▶ [YOUR OBJECTIVE] Starting at the line below that contains "[spot] the woman's", print each line through the end of the records exactly as it appears.

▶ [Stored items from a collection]

-.-.-

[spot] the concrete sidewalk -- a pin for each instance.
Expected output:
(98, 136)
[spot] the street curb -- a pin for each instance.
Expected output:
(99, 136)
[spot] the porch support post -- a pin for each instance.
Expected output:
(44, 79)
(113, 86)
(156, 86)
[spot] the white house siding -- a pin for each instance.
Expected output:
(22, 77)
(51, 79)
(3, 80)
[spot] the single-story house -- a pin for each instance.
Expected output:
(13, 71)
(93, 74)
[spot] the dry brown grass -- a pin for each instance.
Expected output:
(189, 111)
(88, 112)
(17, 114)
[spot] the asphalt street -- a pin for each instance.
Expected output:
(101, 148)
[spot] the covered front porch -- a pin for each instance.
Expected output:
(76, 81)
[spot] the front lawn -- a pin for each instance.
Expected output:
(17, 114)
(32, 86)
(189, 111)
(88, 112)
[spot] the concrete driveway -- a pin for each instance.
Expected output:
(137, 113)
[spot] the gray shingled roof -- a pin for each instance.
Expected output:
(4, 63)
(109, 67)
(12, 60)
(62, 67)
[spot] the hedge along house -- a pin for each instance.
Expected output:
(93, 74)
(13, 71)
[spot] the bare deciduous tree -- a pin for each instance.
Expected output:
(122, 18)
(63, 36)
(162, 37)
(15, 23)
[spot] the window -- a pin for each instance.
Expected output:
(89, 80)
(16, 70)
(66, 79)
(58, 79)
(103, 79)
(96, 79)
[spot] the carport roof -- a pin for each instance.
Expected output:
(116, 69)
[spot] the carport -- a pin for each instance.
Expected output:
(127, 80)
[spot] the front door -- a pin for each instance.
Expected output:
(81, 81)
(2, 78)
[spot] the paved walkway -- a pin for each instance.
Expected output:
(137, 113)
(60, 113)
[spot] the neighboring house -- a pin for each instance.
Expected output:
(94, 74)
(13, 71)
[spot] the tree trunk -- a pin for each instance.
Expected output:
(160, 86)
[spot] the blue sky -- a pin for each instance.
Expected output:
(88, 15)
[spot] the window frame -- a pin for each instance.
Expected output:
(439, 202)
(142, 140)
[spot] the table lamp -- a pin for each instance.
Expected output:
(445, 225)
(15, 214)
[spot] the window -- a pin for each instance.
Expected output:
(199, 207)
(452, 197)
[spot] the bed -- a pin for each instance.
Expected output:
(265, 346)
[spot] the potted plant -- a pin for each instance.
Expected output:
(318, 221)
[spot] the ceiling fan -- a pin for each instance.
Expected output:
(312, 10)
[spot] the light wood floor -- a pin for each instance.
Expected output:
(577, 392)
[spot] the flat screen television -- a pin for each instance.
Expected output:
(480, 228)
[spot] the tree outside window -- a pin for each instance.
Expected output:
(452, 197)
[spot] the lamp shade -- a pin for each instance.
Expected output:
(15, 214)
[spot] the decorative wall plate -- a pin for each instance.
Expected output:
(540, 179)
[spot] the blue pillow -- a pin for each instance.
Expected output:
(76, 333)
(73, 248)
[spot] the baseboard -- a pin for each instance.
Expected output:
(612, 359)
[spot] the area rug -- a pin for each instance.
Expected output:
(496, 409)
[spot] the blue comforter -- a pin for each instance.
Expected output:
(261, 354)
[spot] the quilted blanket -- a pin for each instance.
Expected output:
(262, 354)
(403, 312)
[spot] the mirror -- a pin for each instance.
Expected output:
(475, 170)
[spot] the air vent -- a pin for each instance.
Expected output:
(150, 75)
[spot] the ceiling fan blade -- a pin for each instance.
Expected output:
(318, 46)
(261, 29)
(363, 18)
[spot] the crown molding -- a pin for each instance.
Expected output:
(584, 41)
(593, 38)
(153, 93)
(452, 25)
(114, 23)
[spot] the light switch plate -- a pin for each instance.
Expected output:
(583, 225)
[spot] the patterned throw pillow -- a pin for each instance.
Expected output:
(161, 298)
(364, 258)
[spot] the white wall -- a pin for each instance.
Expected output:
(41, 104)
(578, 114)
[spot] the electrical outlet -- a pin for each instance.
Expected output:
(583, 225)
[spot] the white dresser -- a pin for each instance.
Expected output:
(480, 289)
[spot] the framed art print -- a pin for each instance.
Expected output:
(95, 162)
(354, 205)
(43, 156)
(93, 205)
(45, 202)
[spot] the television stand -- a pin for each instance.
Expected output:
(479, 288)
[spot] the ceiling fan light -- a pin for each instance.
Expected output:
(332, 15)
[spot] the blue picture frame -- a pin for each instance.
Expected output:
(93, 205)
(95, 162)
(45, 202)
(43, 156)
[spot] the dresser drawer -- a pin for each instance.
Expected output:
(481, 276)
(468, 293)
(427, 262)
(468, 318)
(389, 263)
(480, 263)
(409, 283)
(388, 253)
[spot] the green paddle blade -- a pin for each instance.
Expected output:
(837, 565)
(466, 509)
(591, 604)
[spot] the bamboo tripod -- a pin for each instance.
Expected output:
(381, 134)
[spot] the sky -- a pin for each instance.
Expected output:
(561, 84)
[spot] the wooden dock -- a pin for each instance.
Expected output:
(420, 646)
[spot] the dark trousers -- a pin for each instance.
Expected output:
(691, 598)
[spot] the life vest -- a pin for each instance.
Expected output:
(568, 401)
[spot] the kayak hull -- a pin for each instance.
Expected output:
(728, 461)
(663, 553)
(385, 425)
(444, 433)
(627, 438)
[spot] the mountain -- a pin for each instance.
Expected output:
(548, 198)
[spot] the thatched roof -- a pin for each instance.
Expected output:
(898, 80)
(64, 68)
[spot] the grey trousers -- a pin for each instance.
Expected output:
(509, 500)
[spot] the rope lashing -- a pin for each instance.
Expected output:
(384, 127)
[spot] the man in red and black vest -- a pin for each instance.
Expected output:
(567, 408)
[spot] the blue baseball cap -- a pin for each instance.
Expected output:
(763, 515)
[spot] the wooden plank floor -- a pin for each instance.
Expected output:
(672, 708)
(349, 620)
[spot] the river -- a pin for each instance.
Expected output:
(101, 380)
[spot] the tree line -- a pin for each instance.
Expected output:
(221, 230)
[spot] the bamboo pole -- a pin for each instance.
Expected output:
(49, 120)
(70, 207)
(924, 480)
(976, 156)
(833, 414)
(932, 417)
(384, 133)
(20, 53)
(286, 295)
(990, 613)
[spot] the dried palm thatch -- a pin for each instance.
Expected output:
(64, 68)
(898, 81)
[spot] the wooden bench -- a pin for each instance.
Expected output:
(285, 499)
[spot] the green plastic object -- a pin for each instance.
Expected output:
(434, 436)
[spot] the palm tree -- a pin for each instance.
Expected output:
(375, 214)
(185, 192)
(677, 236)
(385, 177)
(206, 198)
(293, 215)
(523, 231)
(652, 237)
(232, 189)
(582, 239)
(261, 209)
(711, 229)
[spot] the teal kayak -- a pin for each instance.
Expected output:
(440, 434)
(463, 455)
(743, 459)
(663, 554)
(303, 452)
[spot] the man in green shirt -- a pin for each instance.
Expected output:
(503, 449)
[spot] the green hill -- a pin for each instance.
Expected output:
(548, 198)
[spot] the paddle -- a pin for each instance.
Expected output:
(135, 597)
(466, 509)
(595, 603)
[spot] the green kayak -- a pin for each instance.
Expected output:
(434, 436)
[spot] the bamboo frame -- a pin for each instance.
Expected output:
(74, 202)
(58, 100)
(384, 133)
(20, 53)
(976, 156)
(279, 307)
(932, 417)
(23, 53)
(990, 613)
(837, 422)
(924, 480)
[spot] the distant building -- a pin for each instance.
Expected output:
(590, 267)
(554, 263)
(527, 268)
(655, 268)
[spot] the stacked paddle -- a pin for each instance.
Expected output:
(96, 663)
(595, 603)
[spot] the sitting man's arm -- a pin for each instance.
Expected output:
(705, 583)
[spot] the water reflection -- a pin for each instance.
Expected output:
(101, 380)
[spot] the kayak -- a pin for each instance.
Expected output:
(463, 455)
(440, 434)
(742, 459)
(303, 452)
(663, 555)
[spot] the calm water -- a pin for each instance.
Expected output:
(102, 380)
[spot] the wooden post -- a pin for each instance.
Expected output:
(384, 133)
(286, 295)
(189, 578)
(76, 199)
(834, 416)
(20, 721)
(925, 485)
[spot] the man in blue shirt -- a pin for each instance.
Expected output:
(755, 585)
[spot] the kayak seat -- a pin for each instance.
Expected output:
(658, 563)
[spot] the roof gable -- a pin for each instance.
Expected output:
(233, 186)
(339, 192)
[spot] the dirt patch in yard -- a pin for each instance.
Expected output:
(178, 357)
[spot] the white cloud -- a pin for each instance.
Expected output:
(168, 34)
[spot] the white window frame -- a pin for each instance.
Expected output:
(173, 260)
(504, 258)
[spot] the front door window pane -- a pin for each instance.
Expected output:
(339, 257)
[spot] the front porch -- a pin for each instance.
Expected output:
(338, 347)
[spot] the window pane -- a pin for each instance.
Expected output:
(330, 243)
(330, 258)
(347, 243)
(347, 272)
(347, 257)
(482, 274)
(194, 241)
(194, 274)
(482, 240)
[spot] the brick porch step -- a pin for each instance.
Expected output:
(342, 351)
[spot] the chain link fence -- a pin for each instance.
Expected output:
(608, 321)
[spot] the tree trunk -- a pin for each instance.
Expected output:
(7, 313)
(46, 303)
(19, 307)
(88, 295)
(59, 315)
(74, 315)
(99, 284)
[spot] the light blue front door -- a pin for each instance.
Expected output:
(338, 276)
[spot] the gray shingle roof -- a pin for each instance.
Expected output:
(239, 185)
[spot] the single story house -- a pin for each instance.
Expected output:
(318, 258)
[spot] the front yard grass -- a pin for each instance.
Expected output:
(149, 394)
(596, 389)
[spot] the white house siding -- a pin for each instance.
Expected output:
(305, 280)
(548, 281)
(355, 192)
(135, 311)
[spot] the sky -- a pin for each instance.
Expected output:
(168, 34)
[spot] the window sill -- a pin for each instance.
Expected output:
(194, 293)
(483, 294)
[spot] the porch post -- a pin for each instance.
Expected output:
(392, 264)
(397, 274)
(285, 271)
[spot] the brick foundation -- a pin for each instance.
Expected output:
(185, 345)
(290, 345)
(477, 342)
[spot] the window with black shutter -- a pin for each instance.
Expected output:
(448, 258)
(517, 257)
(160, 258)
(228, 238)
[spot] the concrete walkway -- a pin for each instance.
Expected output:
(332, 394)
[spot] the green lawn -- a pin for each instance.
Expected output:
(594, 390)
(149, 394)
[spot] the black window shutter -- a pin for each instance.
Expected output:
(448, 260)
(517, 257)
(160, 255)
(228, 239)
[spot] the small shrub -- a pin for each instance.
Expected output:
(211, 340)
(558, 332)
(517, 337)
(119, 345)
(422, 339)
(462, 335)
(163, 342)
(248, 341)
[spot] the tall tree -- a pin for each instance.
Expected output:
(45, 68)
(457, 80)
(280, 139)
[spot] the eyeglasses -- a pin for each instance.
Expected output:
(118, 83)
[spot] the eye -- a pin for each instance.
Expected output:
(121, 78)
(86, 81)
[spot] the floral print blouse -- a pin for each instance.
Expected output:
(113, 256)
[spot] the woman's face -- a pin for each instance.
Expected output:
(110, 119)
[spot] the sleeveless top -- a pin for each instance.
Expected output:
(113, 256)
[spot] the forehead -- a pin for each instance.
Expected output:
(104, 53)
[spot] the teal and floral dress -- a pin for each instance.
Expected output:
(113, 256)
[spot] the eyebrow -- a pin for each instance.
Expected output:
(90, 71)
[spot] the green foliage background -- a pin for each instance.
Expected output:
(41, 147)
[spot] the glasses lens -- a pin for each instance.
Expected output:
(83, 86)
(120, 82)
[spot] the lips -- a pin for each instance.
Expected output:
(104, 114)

-.-.-

▶ [RESULT OF THIS TASK]
[spot] the woman's face -- a pin for each instance.
Expected output:
(110, 119)
[spot] the sleeveless top -- a pin for each instance.
Expected output:
(113, 256)
[spot] the forehead -- a pin for each instance.
Expected output:
(104, 53)
[spot] the teal and floral dress -- a pin for each instance.
Expected output:
(113, 256)
[spot] the eyebrow -- a pin for each instance.
Expected output:
(90, 71)
[spot] the green foliage background -- a pin for each instance.
Expected output:
(41, 147)
[spot] the glasses lens -- a pin for each instance.
Expected output:
(83, 86)
(120, 82)
[spot] the lips -- a pin for each instance.
Expected output:
(104, 114)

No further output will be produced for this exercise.